SET TASK = Copy each of the following lines word for word, changing nothing.

● ● ●

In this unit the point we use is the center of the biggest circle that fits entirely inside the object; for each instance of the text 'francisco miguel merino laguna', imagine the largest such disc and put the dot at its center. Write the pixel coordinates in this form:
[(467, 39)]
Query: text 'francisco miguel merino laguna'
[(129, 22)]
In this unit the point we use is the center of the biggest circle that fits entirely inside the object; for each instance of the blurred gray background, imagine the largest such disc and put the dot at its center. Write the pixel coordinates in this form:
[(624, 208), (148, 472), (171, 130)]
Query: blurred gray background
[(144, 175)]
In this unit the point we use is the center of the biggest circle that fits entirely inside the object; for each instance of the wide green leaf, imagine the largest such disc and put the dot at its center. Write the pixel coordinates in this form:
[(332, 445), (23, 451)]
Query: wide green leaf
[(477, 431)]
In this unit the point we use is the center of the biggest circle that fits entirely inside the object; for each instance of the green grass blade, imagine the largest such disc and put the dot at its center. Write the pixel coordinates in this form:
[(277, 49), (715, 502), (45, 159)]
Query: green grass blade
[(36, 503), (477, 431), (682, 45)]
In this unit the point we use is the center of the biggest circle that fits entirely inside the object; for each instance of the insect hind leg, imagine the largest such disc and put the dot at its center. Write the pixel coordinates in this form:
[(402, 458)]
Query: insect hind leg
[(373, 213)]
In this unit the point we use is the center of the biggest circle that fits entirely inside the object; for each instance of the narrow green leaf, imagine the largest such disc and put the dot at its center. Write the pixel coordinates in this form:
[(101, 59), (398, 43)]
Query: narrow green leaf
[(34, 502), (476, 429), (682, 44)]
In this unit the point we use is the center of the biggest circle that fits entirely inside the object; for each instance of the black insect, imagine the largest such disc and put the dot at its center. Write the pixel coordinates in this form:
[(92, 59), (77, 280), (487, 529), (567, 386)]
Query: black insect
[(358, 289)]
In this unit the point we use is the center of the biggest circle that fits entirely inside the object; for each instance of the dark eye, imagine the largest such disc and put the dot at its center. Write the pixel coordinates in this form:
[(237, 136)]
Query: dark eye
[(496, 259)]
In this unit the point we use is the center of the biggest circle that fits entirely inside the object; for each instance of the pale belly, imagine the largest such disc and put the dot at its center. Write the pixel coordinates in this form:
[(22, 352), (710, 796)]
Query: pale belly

● ● ●

EXERCISE SOLUTION =
In this unit the point we use is the center of the biggest circle that fits entirely inside the object; for each instance of the text 'francisco miguel merino laguna', imagine the largest such disc and put the dot at its center. Write the pixel coordinates in this form:
[(467, 39)]
Query: text 'francisco miguel merino laguna'
[(129, 22)]
In this unit the point we use is the center of the biggest circle that fits entirely inside the object; for each instance of the blurred gray background, imagine the largest such disc and put the dot at its center. Write the pixel coordinates in this form:
[(624, 208), (148, 472), (171, 130)]
Query: blurred gray background
[(144, 175)]
In this unit the point we use is the center of the biggest circle that fits entirely inside the object; for each instance of the wide green leaf, imagine the largest such disc and put the dot at its center. Write the pixel coordinates in this form:
[(332, 445), (23, 451)]
Query: wide green leaf
[(477, 431)]
In this unit the point we use is the center of the biggest circle that fits entirely inside the object; for each instance of the green grass blade, imagine the largest such disc and put the dot at its center. Write the pixel coordinates in this form:
[(277, 49), (715, 502), (45, 159)]
Query: green grass blade
[(36, 503), (477, 431), (682, 45)]
In this unit the point we use is the center of the biggest circle that fits entirely inside the object; for each instance of the insect hind leg, imagine the largest such disc and put the dot at its center. Write the pixel coordinates in this form:
[(402, 458)]
Query: insect hind leg
[(373, 213)]
In this unit the point we use is the center of the biggest circle that fits entirely inside the object; for each instance of the narrow green leaf, imagine the largest such disc and put the dot at its center. Write the pixel coordinates in this form:
[(101, 59), (398, 43)]
Query: narrow green leaf
[(34, 502), (476, 429), (682, 44)]
In this unit the point we use is the center of the biggest circle that fits entirely inside the object; for each instance of the black insect, imagine the largest such disc and put the dot at its center. Write the pixel coordinates in this form:
[(92, 59), (77, 280), (487, 529), (567, 386)]
Query: black insect
[(358, 289)]
In this unit the point we use is the center of the biggest circle that fits entirely inside the object; for each instance of the dark eye, imagine the largest such disc and put the dot at its center. Write the pixel coordinates in this form:
[(237, 136)]
Query: dark eye
[(496, 259)]
In this unit the point we use is the center of the biggest circle that fits entirely inside the object; for each instance of the pale belly, imagine the largest such disc and put the dot at its center. Write the pixel coordinates in this form:
[(22, 352), (710, 796)]
Query: pale belly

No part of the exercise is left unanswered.